- TO DO -
Leave the pictures out and repeat the rest of the data below exactly.

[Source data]
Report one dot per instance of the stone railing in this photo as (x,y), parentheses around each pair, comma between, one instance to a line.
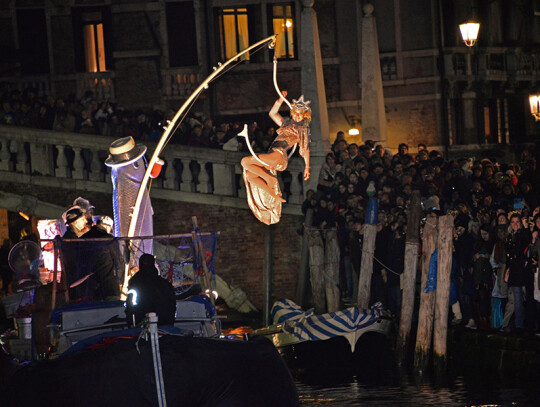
(41,83)
(70,160)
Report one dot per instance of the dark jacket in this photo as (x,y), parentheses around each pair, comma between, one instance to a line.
(516,247)
(154,294)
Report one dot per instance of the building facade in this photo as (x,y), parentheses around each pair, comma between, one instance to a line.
(153,54)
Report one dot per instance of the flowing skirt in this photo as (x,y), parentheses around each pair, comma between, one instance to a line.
(265,207)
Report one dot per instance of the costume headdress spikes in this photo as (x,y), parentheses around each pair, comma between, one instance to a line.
(301,105)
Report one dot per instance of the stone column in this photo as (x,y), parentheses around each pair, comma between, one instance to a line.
(470,135)
(313,89)
(373,112)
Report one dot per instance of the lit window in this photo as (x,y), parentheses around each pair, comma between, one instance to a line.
(233,29)
(283,25)
(94,43)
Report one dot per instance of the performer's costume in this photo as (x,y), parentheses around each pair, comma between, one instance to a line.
(264,206)
(127,171)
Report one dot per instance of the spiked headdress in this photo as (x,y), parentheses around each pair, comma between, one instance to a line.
(301,105)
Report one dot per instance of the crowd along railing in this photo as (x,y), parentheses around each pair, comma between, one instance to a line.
(43,154)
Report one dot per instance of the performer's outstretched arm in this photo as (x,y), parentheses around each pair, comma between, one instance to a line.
(274,112)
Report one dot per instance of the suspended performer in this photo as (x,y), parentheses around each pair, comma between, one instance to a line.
(260,171)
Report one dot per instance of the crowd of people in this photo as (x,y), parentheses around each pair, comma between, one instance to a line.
(88,116)
(497,217)
(497,220)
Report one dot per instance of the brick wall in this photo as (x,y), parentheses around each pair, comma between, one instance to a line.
(240,248)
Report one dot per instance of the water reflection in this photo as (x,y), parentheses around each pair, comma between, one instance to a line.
(398,389)
(355,393)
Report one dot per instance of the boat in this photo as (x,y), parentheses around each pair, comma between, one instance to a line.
(155,366)
(342,339)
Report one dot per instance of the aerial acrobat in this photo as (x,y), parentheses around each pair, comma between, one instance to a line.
(260,171)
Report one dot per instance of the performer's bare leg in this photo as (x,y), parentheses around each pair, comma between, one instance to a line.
(260,176)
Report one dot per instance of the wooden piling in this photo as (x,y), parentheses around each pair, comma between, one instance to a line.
(304,260)
(268,273)
(427,300)
(331,269)
(206,277)
(412,243)
(442,295)
(316,268)
(368,248)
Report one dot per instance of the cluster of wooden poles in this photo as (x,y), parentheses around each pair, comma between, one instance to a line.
(323,261)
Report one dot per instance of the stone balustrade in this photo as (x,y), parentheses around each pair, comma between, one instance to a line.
(191,174)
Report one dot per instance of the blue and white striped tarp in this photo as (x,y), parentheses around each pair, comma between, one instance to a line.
(286,310)
(325,326)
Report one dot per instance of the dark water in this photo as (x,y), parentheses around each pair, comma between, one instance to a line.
(356,392)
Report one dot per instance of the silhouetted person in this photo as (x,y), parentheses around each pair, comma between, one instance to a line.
(149,292)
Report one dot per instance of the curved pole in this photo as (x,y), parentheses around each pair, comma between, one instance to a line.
(277,87)
(179,113)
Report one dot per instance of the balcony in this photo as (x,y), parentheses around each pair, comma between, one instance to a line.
(75,161)
(492,64)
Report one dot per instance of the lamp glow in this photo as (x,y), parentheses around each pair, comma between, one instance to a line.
(134,297)
(469,32)
(24,215)
(534,101)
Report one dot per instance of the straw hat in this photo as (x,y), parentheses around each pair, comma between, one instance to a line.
(123,152)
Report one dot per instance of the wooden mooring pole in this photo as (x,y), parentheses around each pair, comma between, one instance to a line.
(304,260)
(412,242)
(268,273)
(442,300)
(427,300)
(368,248)
(316,269)
(331,270)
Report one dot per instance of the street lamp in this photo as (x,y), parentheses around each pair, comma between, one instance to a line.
(469,32)
(534,101)
(353,122)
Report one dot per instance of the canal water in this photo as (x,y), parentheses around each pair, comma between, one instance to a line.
(380,383)
(460,392)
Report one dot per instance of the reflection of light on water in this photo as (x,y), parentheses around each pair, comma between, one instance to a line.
(403,393)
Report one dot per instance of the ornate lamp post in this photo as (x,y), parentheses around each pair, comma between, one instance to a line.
(469,32)
(534,101)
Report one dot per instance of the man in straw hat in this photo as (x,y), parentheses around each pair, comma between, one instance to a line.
(127,163)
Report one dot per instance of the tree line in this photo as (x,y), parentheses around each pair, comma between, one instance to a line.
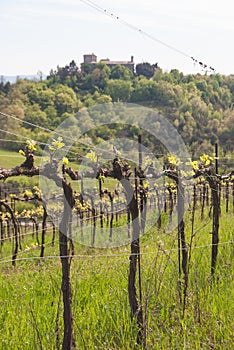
(199,106)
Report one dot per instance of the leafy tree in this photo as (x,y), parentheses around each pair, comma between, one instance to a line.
(146,69)
(121,72)
(119,90)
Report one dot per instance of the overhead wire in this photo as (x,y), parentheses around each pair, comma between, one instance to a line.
(106,12)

- EXERCISE SOLUTION -
Report one dot per instance of the stone railing in this photo as (x,y), parentheses around each pair, comma between, one instance to a line.
(41,83)
(70,160)
Report one dot per instance of the dark jacket in this photo as (x,y), parentheses around each pair, comma between, one instance to a line.
(516,247)
(154,294)
Report one dot per instance of the building facade in this photo as (x,y), parentheses around each pair, comma between, one instance to a line.
(153,54)
Report one dot per instance of the flowing skirt in this photo as (x,y), parentheses around each pair, comma between, one instance to a line.
(265,207)
Report one dot per instance of the costume headdress spikes in this photo as (x,y), parentheses around each pair, comma between, one instance to a line.
(301,105)
Report one dot per instance of the stone column in this photo as (x,y), parentheses around each pair, comma between, one instance to a line.
(470,135)
(313,89)
(373,112)
Report one dot per instance of the lit window in this photo as (x,y), parentheses around each pair, comma between, one instance to a line.
(233,29)
(283,25)
(94,43)
Report one dot per instance of the performer's costume in this photo as (x,y), parentheses around each pair, comma between, one instance to a line.
(264,206)
(127,171)
Report one dot per instance of the spiked headdress in this photo as (x,y), parentheses around each pair, comma between, one instance to a line.
(301,105)
Report one dot per instance of the crowd along railing in this photo as (x,y), parentheses around each pair, comma between, one instance to a line.
(43,154)
Report one dot per instance of the performer's outstretched arm in this photo as (x,y), parentheses around each pair, comma between, one instance to a line.
(274,112)
Report one dot per instance of the suspended performer in this photo as (x,y), parentheses around each pair, comma between, one instance to a line.
(260,171)
Report one dot per instance of the crowd of people in this photo as (x,y), parentheses around each pair, comma between, one instance to a line.
(88,116)
(497,217)
(497,220)
Report one dot per instance of the brick wall in this photo as (x,y), parentheses around each pair, comma between, one instance to a line.
(240,248)
Report one dot per instance of the water reflection in this photo as (x,y), parentheses around each pair, comma between, one instance to a line.
(398,389)
(355,393)
Report one dot per instance of the boat in this photo as (x,y), parentheses around each pair, comma between, one instance to a line.
(155,366)
(342,339)
Report one dot per instance of the aerial acrobat in this photo as (x,y), parentheses around each pair, comma between, one instance to a line.
(260,171)
Report one dot per instance of the performer's bare leg in this photo as (x,y), parentheses around each pair, comma between, one instance to a line.
(260,176)
Report one dot per instance of the wooden piling in this photo as (x,y), parentheses around each pair, comma between, one instance to a line.
(304,260)
(268,273)
(427,300)
(331,269)
(206,277)
(412,243)
(442,295)
(316,268)
(368,248)
Report one dot per instance of the cluster of wooden poles in this photo as (x,y), parentheses around each pair, comma between, one instance to a line.
(323,261)
Report one dot per instance of the stone balustrade in this photo as (x,y), parentheses around each pair, comma between, one instance to a line.
(191,174)
Report one dot per instance of the blue and white striped tarp in this photo as (x,y), parentheses around each pair, comma between, one instance to a line.
(286,310)
(325,326)
Report one dot per instance of the dark water in this photo as (x,y), parentheses around each pair, comma between, one instance to a line.
(356,392)
Report one dot per instance of the silhouetted person in this photo as (x,y), parentheses around each pair, comma between, one instance to a line.
(149,292)
Report one dot per instance of the curved pole in this photo as (x,y), parentheses around each pair, comma between, one instance to a line.
(277,87)
(179,113)
Report one dot per instance of the balcony in this photo as (x,y), parentheses around each pair, comma between, one instance to a line.
(75,161)
(492,64)
Report one dot per instance of the lamp glow in this photo as (x,y), parentheses around each pair, comma between, one instance to a line.
(134,297)
(469,32)
(24,215)
(534,101)
Report one dot per instance of the straw hat in this photo as (x,y), parentheses around each pair, comma between, one instance to a line.
(123,152)
Report one dot per instance of the wooden mooring pole in this photo as (x,y), parentheses around each pair, comma between, one instance to a line.
(304,260)
(412,242)
(268,273)
(442,300)
(427,300)
(368,248)
(316,269)
(331,270)
Report one dot per instance of the street lamp in this photo as (x,y), parentheses around each pair, comma between, one instance to a line.
(469,32)
(534,101)
(353,122)
Report one dot per instance of the canal water in this photo as (x,y), parentheses around each pair, comma between, one instance to a line.
(380,383)
(460,392)
Report one dot per instance of the reflection of light on water in this photo as (x,y), parentheses around each pair, comma between, one instance to a line.
(403,393)
Report one dot per instance of the ornate lamp post in this photo as (x,y), parentheses around each pair, comma between, one instance to a line.
(469,32)
(534,101)
Report one dot per instance of the man in straw hat in this photo as (x,y), parentheses around each pair, comma between, one instance to a line.
(127,163)
Report one dot per instance of the tree line in this photo as (x,y), parentheses around each pair, comma between, one instance to a line.
(199,106)
Report one dot per instance of the leafy tree in this photo as (x,y), parentheses around each pair, comma between, one instance to a line.
(146,69)
(121,72)
(119,90)
Report one dot per instance of the overhead wire in this photo as (x,y), parentheses around each pair, comma between, one instance to a line.
(106,12)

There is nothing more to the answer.